*Point localization data*
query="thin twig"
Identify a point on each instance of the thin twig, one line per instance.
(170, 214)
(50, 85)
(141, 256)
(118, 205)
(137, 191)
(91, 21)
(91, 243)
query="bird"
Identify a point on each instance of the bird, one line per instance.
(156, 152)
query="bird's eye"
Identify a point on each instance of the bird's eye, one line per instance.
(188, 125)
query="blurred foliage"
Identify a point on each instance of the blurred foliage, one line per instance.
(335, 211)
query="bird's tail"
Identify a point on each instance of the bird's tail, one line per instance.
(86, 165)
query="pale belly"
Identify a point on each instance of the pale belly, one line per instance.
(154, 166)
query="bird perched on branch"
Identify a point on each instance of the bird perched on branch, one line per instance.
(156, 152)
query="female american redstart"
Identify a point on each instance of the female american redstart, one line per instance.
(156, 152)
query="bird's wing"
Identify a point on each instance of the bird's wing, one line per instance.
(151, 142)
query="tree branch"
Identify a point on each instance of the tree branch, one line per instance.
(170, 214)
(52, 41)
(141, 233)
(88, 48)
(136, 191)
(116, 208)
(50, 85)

*EXERCISE BRIEF*
Write out exactly those lines of the records above that lie from the one with "Identify a point on each instance of the bird perched" through the last line, including both.

*RESULT OF THE TASK*
Identify a point on each instance of the bird perched on branch, one line per instance.
(156, 152)
query="female american redstart"
Identify a point on each instance of the female american redstart, one line per instance.
(156, 152)
query="bird's wing"
Identify a point on each instance of the bird's wing, one line per instance.
(151, 142)
query="tree branch"
Identify a point on each instance of the tree branch, one line per instance.
(170, 214)
(52, 41)
(141, 233)
(88, 48)
(136, 191)
(116, 208)
(50, 85)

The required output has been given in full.